→ SELECTED PASSAGE
---*---

How can I stop the ringing in my ears? Despite the fact that we don’t yet understand how to cure tinnitus, it’s symptoms can be reduced by learning what initiates it and worsens it.
A continuous buzzing, whooshing, or ringing in the ears is experienced by 32 percent of individuals according to researchers. This condition is known as tinnitus, and it can wreak havoc. People who suffer from this condition may have associative hearing loss and often have difficulty sleeping and concentrating.
Because it is usually related to some other affliction, there is no real cure for the tinnitus itself, but there are steps you can take to quiet the noise.
Steer Clear of These Things to Reduce The Ringing
The first step in managing that continuous ringing in your ears is to stay away from the things that have been shown to cause it or make it worse. One of the most common things that intensify tinnitus is loud sounds. Try to avoid using headphones, and if you are exposed to noise at work or at home, get some high-quality earplugs to decrease the damage.
You should also talk to your doctor concerning your medications, as some antibiotics, anti-inflammatory drugs, and high doses of aspirin can make the ear ringing worse. Never stop taking your medications without first talking with your health care professional.
Here are some other typical causes:
- excessive earwax
- issues with the jaw
- other medical problems
- high blood pressure
Jaw Issues And Tinnitus
Your ears and jaw are closely related. That’s why issues with your jaw can result in tinnitus. TMJ, which is an affliction that causes the cartilage of the jaw to deteriorate, is the best example of this type of jaw issue. The resulting stress created by basic activities including speaking or chewing can ultimately lead to tinnitus symptoms.
What can I do? If your tinnitus is the result of TMJ symptoms, then the best way to get relief is to seek out medical or dental treatment for the root cause (no pun intended).
How is The Ringing in my Ears Linked to Stress?
Stress can impact your body in very real, very tangible ways. Associated surges in heart rate, breathing, and blood pressure can all lead to an increase of tinnitus symptoms. Consequently, stress can trigger, worsen, and extend tinnitus episodes.
What can be done? If your tinnitus is triggered by stress, you should determine ways of de-stressing. Taking some time to decrease the stress in your life (whenever you can) will also help.
Earwax is absolutely normal and healthy. But too much earwax can irritate your eardrum, and start to cause buzzing or ringing in your ears. The resulting tinnitus can intensify if the earwax keeps accumulating or becomes difficult to wash away in a normal way.

---*---

→ DATASET
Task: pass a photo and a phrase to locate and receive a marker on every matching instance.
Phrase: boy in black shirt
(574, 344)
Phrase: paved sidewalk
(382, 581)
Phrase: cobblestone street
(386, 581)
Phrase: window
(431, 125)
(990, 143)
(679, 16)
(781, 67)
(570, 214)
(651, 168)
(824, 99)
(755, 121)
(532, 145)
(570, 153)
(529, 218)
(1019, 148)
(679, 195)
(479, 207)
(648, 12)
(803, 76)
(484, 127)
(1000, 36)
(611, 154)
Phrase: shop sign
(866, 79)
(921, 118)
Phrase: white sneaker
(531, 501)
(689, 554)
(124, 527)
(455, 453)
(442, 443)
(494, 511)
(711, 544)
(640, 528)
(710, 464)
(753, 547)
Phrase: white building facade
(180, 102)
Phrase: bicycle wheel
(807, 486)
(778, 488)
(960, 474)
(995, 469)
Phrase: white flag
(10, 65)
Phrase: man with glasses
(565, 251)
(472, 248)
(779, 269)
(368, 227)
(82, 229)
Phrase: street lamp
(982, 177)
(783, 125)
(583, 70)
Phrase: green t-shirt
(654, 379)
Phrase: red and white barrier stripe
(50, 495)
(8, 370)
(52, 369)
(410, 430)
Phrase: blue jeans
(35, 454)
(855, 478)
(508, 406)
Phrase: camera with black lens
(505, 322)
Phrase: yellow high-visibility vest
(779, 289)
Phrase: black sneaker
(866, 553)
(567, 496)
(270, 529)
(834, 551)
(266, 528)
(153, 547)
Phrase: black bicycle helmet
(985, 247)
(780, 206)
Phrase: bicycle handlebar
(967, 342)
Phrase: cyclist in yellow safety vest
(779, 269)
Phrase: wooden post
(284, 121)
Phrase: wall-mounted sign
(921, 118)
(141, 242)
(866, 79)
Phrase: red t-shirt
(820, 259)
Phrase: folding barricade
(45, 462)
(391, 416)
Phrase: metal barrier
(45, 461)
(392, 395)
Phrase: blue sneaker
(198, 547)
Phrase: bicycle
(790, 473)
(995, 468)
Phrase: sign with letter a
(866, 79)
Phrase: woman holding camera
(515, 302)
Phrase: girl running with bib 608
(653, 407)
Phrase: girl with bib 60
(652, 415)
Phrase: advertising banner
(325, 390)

---*---

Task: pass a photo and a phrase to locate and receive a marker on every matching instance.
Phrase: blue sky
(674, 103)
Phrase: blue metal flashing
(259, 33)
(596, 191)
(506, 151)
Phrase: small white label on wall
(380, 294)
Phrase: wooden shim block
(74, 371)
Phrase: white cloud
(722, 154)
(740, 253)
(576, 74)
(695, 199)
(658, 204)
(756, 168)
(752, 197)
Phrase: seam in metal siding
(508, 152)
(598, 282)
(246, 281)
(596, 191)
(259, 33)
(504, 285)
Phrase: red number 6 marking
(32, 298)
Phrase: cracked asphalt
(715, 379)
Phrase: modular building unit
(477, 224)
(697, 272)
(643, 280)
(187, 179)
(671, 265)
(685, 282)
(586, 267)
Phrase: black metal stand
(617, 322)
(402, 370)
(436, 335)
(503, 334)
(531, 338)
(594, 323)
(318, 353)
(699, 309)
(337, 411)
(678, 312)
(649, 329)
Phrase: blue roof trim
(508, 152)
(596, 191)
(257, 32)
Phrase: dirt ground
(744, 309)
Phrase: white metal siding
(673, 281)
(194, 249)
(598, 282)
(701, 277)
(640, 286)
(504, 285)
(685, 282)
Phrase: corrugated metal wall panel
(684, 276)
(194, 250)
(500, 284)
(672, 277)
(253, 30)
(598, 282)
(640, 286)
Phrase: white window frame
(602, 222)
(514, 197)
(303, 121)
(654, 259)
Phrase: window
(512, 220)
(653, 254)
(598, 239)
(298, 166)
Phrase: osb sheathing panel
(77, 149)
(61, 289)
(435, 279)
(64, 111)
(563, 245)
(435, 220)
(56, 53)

---*---

→ WORK INSTRUCTIONS
[A] Based on the tinnitus article, answer yes or no to each statement and quote the words from the article that decide it: (i) researchers say 32 percent of people have tinnitus; (ii) the article suggests wearing headphones to help with the ringing; (iii) the article calls earwax harmful in any amount.
[B] Carry the tinnitus article on past its last sentence.
The records are separate from the tinnitus article and have nothing to do with it.

→ ANSWERS BY ITEM NUMBER
[A]
(i) Yes: "A continuous buzzing, whooshing, or ringing in the ears is experienced by 32 percent of individuals according to researchers."
(ii) No: "Try to avoid using headphones"
(iii) No: "Earwax is absolutely normal and healthy."

[B]
What can I do? Keeping your ears clean without using cotton swabs is the simplest way to decrease ringing in the ears triggered by earwax. Some individuals generate more earwax than others; if this applies to you, a professional cleaning might be in order.
High Blood Pressure Makes Tinnitus Worse
All kinds of health conditions, including tinnitus, can be caused by high blood pressure and hypertension. It becomes hard to dismiss when high blood pressure escalates the ringing or buzzing you’re already hearing. There’s no cure for tinnitus, but there are treatments for high blood pressure.
What can I do? High blood pressure is not something you want to neglect. You’ll probably need to seek out medical treatment. But you can also change your lifestyle somewhat: avoid foods that have high fat or salt content and get more exercise. Stress can also increase your blood pressure, so try doing relaxation techniques or making lifestyle changes can also improve hypertension (and, thus, tinnitus brought about by hypertension).
Can I Decrease my Tinnitus by utilizing a White Noise Generator or Masking Device?
You can decrease the impact of the constant noise in your head by distracting your ears and your brain. You don’t even need to buy special equipment, your radio, TV or computer can act as masking devices. You can, if you prefer, get specialized masking devices or hearing aids to help.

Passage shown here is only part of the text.